== REQUEST ==
Reproduce, character for character, everything from the line containing "For each instance of the green leafy" down to the end of the items below, with both ends included.

== EXERCISE INPUT ==
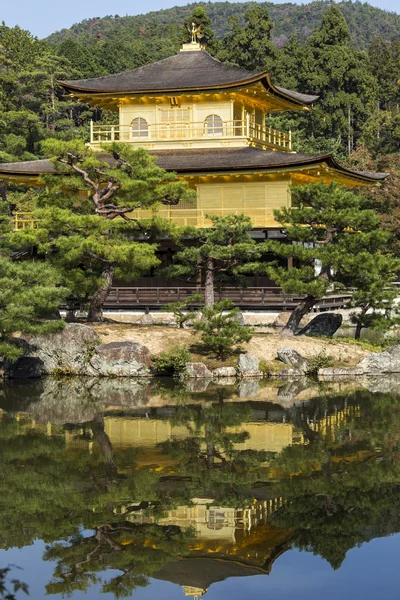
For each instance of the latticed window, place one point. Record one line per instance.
(140, 127)
(213, 125)
(174, 122)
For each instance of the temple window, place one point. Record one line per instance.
(212, 125)
(140, 127)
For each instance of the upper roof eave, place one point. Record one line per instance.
(206, 161)
(181, 73)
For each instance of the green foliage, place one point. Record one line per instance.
(250, 46)
(171, 363)
(221, 332)
(88, 235)
(180, 309)
(220, 252)
(317, 362)
(6, 583)
(28, 292)
(343, 237)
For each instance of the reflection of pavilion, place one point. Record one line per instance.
(229, 542)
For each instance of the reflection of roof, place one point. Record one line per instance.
(185, 71)
(202, 572)
(211, 160)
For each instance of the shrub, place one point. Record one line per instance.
(180, 309)
(317, 362)
(171, 363)
(221, 330)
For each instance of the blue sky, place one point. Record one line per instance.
(42, 17)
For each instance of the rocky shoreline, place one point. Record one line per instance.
(79, 351)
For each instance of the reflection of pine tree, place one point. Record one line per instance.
(209, 455)
(343, 491)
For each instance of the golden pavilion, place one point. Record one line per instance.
(206, 120)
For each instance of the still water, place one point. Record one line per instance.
(118, 489)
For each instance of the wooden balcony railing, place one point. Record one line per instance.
(23, 220)
(163, 132)
(270, 298)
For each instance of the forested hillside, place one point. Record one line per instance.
(290, 20)
(359, 89)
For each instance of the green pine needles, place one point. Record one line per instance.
(221, 330)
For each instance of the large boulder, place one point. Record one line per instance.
(197, 371)
(120, 359)
(340, 372)
(26, 367)
(224, 372)
(387, 361)
(324, 324)
(248, 366)
(293, 359)
(248, 388)
(282, 319)
(66, 352)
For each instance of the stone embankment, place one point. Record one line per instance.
(78, 350)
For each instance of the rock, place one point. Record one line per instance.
(225, 381)
(63, 402)
(248, 389)
(224, 372)
(287, 373)
(382, 384)
(292, 358)
(146, 319)
(197, 386)
(240, 318)
(197, 371)
(65, 352)
(282, 319)
(248, 366)
(291, 389)
(26, 367)
(387, 361)
(325, 324)
(335, 372)
(120, 359)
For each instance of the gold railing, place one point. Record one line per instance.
(197, 217)
(23, 220)
(163, 132)
(194, 217)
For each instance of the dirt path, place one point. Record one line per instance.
(159, 338)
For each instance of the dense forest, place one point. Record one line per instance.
(290, 20)
(359, 88)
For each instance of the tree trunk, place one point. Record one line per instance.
(98, 299)
(105, 446)
(302, 309)
(209, 284)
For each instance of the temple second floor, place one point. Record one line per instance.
(227, 181)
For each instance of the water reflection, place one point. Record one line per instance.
(162, 480)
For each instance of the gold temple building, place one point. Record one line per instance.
(206, 121)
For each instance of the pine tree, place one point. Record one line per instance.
(250, 46)
(28, 292)
(336, 243)
(221, 330)
(219, 254)
(84, 222)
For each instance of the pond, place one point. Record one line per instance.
(119, 489)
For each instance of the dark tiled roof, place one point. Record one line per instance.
(27, 167)
(210, 160)
(184, 71)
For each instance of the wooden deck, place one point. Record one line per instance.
(257, 298)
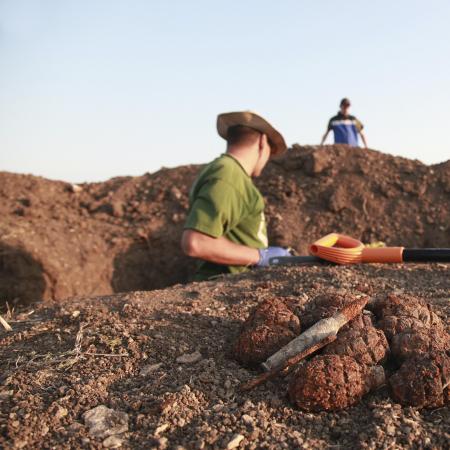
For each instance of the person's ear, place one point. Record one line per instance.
(262, 141)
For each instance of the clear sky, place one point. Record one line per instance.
(91, 89)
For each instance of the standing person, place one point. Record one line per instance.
(225, 227)
(346, 128)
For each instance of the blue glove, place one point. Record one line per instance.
(271, 252)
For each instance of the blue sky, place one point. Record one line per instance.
(91, 89)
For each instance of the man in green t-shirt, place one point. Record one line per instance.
(225, 227)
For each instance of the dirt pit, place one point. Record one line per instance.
(163, 361)
(58, 240)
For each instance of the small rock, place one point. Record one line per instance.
(5, 394)
(147, 370)
(74, 427)
(62, 412)
(190, 358)
(390, 430)
(112, 442)
(161, 429)
(248, 420)
(161, 443)
(235, 441)
(103, 421)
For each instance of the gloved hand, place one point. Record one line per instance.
(271, 252)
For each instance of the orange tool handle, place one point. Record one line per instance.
(342, 249)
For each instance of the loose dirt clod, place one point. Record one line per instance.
(323, 329)
(366, 345)
(333, 382)
(324, 306)
(422, 381)
(103, 421)
(419, 341)
(107, 237)
(400, 313)
(269, 327)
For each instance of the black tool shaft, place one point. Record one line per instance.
(426, 254)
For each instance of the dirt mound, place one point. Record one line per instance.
(59, 240)
(162, 362)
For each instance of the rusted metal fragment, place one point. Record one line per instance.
(319, 331)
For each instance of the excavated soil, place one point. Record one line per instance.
(59, 240)
(166, 359)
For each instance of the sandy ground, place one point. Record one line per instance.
(121, 351)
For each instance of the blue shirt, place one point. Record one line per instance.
(345, 129)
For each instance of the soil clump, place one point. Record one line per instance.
(59, 240)
(162, 363)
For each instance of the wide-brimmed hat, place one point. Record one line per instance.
(249, 119)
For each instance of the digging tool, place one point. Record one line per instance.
(342, 249)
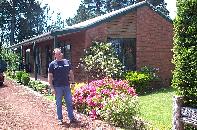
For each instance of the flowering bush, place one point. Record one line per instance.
(91, 98)
(121, 111)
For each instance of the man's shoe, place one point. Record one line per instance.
(60, 122)
(74, 121)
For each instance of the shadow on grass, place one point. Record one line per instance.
(161, 90)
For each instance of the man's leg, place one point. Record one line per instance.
(59, 95)
(69, 104)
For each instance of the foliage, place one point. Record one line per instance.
(91, 98)
(19, 75)
(76, 86)
(92, 8)
(185, 52)
(138, 80)
(101, 61)
(39, 86)
(121, 111)
(151, 71)
(21, 20)
(25, 78)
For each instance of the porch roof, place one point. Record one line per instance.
(89, 23)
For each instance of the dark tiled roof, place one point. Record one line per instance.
(92, 22)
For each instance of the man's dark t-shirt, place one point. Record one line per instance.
(60, 71)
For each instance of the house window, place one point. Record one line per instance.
(66, 50)
(126, 51)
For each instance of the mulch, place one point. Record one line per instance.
(24, 109)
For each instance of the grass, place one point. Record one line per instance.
(156, 108)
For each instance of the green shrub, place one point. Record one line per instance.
(185, 52)
(25, 78)
(121, 111)
(101, 61)
(151, 71)
(140, 81)
(19, 75)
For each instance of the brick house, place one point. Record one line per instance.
(138, 30)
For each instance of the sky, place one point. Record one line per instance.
(68, 8)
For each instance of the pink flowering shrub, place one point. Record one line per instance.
(91, 98)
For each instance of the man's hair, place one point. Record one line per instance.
(55, 50)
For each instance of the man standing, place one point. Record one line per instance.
(60, 75)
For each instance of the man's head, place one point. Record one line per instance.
(57, 54)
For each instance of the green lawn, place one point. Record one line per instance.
(156, 108)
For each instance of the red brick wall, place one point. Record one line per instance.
(154, 42)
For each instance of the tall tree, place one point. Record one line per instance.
(93, 8)
(21, 19)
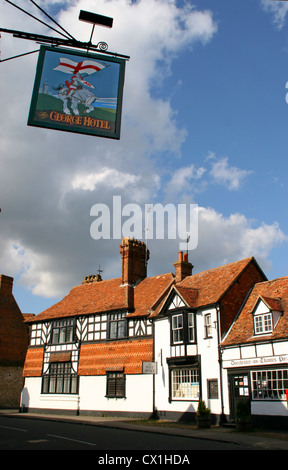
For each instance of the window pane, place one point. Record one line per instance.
(121, 329)
(185, 383)
(113, 329)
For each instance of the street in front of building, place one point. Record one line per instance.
(40, 434)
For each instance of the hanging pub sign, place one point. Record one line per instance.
(78, 92)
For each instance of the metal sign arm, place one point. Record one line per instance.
(39, 38)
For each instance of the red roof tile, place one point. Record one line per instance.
(275, 295)
(214, 283)
(87, 299)
(105, 296)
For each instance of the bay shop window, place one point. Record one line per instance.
(269, 384)
(60, 379)
(185, 384)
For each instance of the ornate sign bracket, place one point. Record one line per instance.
(67, 39)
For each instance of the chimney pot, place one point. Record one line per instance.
(182, 267)
(6, 284)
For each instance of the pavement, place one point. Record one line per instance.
(273, 440)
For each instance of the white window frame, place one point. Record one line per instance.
(270, 384)
(208, 325)
(263, 323)
(191, 327)
(178, 328)
(185, 384)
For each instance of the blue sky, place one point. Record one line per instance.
(204, 121)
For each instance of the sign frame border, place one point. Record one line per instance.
(96, 132)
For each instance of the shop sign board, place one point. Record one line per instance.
(77, 91)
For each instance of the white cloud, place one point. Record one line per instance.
(106, 176)
(279, 10)
(50, 180)
(224, 239)
(230, 176)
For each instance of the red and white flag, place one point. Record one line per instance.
(86, 66)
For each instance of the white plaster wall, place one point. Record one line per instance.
(209, 366)
(269, 408)
(139, 395)
(31, 397)
(208, 349)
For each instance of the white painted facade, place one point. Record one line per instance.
(90, 393)
(201, 354)
(260, 370)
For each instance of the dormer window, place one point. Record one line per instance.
(263, 323)
(177, 328)
(266, 314)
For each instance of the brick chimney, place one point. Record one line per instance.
(134, 261)
(182, 267)
(6, 285)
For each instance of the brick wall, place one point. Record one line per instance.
(97, 358)
(33, 362)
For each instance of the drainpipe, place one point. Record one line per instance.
(154, 411)
(220, 366)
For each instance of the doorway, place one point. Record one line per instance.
(239, 390)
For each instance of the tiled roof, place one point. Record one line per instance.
(149, 293)
(200, 289)
(87, 299)
(275, 295)
(208, 287)
(214, 283)
(105, 296)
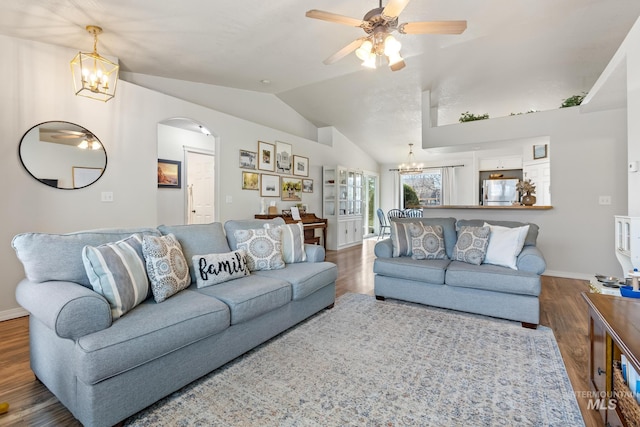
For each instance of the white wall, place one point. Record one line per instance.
(127, 127)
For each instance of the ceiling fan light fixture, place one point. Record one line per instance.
(94, 76)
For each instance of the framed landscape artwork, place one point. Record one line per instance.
(291, 189)
(269, 185)
(248, 159)
(169, 174)
(283, 157)
(300, 165)
(266, 156)
(307, 186)
(250, 180)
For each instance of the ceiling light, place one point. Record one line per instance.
(93, 75)
(411, 167)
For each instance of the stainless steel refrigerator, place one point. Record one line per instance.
(499, 192)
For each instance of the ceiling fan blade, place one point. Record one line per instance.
(433, 27)
(394, 8)
(344, 51)
(333, 17)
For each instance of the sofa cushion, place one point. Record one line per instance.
(305, 278)
(197, 239)
(251, 296)
(117, 271)
(431, 271)
(231, 226)
(505, 244)
(167, 267)
(448, 229)
(262, 246)
(472, 243)
(149, 332)
(48, 257)
(492, 278)
(429, 244)
(532, 234)
(212, 269)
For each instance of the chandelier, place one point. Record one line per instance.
(411, 167)
(93, 75)
(381, 44)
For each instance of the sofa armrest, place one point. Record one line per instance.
(69, 309)
(531, 260)
(384, 249)
(315, 253)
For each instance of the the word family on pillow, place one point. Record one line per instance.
(402, 234)
(471, 246)
(212, 269)
(429, 244)
(117, 272)
(166, 266)
(505, 244)
(263, 248)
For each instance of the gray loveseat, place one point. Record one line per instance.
(486, 289)
(105, 370)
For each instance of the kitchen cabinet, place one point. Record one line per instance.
(511, 162)
(343, 206)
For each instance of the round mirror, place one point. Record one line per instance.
(63, 155)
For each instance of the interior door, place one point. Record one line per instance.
(200, 187)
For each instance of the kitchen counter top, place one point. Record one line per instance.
(512, 207)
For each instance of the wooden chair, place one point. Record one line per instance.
(383, 224)
(413, 213)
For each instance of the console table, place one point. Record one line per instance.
(310, 222)
(614, 330)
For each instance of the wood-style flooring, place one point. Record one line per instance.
(562, 310)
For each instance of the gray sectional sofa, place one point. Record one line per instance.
(105, 370)
(487, 289)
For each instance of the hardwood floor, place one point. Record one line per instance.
(562, 310)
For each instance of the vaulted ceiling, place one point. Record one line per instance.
(515, 56)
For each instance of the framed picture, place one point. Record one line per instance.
(291, 189)
(300, 166)
(250, 180)
(539, 151)
(283, 157)
(169, 174)
(266, 156)
(269, 185)
(248, 159)
(307, 185)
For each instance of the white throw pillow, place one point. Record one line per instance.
(212, 269)
(505, 244)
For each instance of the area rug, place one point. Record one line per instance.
(384, 363)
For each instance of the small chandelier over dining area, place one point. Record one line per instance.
(410, 167)
(94, 76)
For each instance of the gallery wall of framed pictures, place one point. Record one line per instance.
(275, 171)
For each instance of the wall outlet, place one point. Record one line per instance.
(604, 200)
(107, 196)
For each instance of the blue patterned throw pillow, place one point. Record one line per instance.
(263, 247)
(472, 243)
(117, 272)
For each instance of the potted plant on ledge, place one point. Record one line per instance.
(527, 189)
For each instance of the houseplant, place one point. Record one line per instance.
(528, 189)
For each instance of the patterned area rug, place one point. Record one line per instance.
(373, 363)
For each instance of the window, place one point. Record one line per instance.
(421, 189)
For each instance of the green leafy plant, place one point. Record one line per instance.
(470, 117)
(573, 101)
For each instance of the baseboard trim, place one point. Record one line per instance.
(13, 313)
(568, 275)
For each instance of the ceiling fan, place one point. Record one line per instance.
(379, 23)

== FULL OUTPUT ==
For each instance of the green leafy plant, place one point. Record one line per instance.
(470, 117)
(573, 101)
For each instance of the baseboard trim, place one point. Record one line per instance.
(13, 313)
(568, 275)
For each instance of the ceiling fan, place one point. Record one line per instance.
(379, 23)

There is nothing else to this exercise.